> [THE PROBLEM]: Output, as a numbered list with blank lines omitted, only the part of the data below that opens with the line containing "Indicate one point for each instance of the tall" and closes with the line containing "(1211, 597)", both included.

(Collection entries)
********

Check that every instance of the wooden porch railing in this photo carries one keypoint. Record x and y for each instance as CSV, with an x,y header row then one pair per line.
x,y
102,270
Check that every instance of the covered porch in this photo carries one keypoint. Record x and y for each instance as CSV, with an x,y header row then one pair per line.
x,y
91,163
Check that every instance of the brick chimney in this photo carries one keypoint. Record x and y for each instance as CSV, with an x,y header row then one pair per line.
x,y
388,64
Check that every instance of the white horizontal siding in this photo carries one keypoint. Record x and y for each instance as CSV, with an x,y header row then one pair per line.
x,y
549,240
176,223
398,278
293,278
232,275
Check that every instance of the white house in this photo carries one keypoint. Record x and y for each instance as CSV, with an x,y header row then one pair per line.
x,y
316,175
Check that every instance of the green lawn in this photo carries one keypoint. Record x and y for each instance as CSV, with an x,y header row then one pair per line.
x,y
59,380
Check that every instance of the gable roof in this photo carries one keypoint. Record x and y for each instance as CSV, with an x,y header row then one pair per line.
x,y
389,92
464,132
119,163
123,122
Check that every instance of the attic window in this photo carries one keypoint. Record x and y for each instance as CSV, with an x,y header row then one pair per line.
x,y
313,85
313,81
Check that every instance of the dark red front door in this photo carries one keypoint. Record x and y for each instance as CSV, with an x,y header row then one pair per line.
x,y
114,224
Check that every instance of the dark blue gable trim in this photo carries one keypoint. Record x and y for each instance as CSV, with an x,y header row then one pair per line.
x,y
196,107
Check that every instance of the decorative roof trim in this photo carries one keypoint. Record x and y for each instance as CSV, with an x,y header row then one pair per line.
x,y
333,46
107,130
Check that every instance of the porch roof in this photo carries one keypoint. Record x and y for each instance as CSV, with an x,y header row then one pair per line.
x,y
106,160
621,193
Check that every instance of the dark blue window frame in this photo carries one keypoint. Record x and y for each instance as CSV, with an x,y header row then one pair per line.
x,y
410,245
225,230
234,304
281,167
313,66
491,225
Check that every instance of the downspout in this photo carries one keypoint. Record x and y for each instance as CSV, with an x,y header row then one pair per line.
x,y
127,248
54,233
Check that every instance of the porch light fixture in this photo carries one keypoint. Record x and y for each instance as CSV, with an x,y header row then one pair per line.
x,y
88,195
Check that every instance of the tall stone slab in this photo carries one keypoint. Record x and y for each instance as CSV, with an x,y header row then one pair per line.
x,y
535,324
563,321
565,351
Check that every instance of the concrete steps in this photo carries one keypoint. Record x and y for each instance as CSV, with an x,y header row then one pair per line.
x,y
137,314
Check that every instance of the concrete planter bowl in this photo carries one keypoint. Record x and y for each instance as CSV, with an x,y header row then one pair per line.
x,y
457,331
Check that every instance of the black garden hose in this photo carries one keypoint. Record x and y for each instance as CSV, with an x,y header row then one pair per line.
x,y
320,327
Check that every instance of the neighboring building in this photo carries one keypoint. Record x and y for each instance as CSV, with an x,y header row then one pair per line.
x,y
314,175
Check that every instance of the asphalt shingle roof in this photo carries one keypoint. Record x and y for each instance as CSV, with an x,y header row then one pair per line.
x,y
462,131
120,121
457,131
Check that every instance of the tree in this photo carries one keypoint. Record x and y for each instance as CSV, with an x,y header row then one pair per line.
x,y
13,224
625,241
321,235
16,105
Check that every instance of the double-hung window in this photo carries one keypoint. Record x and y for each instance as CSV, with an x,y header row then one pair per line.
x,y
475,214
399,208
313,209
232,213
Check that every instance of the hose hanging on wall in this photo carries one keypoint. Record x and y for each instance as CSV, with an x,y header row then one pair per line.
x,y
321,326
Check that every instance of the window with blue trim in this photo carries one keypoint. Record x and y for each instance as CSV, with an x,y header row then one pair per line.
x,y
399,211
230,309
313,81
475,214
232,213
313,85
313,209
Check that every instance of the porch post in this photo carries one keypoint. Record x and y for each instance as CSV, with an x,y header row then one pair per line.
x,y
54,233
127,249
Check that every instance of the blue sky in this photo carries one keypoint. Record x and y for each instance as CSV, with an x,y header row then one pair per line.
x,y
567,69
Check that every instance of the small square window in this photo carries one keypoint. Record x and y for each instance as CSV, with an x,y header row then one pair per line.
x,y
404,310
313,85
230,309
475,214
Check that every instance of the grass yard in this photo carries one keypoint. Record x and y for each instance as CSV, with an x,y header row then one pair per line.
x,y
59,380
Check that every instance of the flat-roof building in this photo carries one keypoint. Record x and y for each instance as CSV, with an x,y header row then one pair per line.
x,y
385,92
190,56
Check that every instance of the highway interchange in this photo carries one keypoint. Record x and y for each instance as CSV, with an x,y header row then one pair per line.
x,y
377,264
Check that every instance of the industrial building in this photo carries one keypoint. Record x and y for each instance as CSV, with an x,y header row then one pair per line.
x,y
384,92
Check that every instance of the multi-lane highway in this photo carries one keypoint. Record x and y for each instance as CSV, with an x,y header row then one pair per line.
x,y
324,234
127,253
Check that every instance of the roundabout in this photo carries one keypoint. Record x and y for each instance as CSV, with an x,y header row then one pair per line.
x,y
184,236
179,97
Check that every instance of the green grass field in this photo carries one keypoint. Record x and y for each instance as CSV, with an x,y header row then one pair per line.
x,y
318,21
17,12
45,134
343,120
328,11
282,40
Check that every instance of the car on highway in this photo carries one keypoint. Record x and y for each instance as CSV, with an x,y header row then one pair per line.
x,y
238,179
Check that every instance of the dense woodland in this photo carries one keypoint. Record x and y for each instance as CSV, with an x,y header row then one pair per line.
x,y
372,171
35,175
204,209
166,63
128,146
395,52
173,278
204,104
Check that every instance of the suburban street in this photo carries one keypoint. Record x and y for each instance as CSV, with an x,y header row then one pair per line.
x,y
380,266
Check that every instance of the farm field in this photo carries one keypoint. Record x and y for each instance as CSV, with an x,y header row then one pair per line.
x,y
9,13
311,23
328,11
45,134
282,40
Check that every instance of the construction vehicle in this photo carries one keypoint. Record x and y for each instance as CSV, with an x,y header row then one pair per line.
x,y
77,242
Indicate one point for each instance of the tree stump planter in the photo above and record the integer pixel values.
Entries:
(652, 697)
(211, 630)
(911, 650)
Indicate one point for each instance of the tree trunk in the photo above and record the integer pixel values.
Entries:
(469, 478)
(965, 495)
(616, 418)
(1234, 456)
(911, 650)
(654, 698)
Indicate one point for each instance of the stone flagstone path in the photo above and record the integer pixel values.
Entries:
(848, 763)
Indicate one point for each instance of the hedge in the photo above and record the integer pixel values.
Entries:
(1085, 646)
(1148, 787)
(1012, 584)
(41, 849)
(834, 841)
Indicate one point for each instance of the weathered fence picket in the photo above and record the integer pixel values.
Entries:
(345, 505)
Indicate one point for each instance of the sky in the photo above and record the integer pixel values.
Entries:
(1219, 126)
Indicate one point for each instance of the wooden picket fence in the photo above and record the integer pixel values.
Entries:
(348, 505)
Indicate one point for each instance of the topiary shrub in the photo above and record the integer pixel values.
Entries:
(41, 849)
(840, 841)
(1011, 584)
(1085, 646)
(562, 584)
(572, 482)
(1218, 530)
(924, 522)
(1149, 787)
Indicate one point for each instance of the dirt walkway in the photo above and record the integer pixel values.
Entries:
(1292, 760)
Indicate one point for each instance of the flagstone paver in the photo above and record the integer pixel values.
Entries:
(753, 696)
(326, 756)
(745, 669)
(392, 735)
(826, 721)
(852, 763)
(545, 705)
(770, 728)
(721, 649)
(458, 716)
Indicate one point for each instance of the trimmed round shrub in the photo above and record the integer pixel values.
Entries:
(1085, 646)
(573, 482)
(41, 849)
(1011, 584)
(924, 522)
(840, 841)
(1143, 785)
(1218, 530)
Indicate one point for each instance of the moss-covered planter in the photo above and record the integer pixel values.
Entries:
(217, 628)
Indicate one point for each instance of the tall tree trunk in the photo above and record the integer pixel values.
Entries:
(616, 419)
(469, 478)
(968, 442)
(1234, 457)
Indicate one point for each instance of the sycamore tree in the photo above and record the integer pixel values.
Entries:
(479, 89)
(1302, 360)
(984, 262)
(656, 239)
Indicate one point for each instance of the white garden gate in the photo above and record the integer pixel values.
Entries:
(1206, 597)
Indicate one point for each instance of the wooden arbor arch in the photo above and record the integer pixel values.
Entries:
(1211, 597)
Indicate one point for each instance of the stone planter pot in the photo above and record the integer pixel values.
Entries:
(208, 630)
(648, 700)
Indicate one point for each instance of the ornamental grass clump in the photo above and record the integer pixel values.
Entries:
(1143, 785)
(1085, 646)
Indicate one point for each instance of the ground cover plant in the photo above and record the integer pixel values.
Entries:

********

> [FULL RESPONSE]:
1. Indicate one point for each instance of the tall tree trunk in the photo above and record the integer pixel values.
2. Entries:
3. (616, 419)
4. (469, 478)
5. (968, 442)
6. (1234, 457)
7. Indicate one point for each instance of the sycamore tree in the photo above and record the integer pixel values.
8. Entries:
9. (479, 89)
10. (1302, 360)
11. (984, 262)
12. (656, 239)
13. Indicate one point for each instance of the white garden gate in the photo above and record the integer pixel values.
14. Entries:
15. (1206, 597)
16. Indicate one point for each instance of the wooden arbor arch in the photo above and record the integer pixel values.
17. Entries:
18. (1211, 597)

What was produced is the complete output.